JOB
Copy every line of the entries below word for word, omitting the pictures.

TASK INPUT
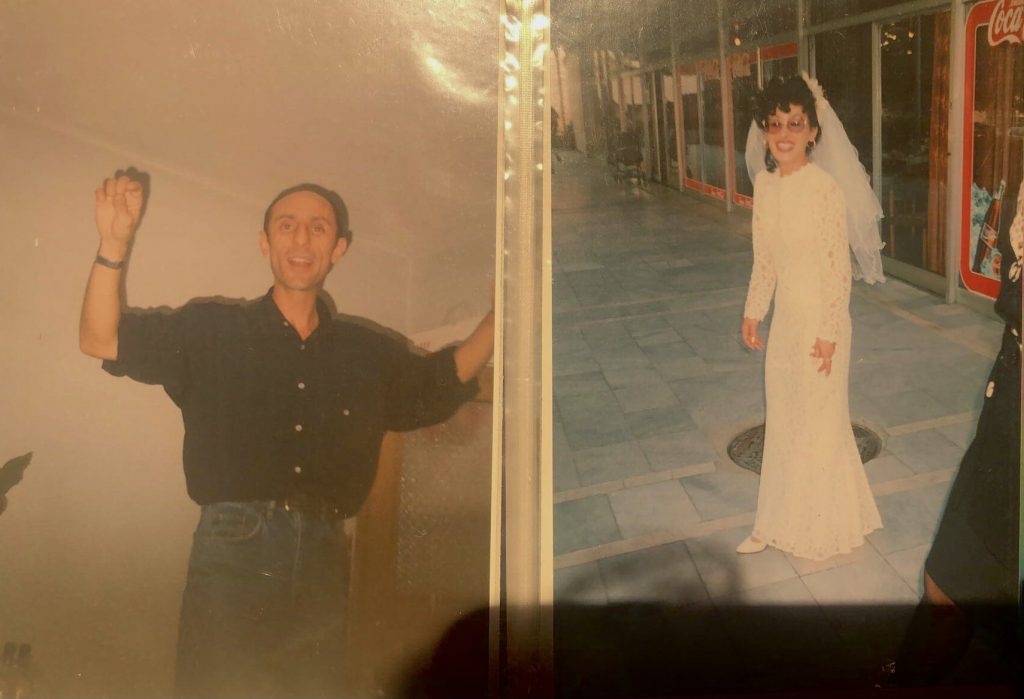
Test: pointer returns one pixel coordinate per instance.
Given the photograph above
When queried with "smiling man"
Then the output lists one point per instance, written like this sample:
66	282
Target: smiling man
285	408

COMPLETED TASK
Test: pointer returns one pixel coordinate per instance.
Given the photograph above
When queried with "smiling man"
Then the output lists one point per instance, written like this sample:
66	282
Target: smiling man
285	408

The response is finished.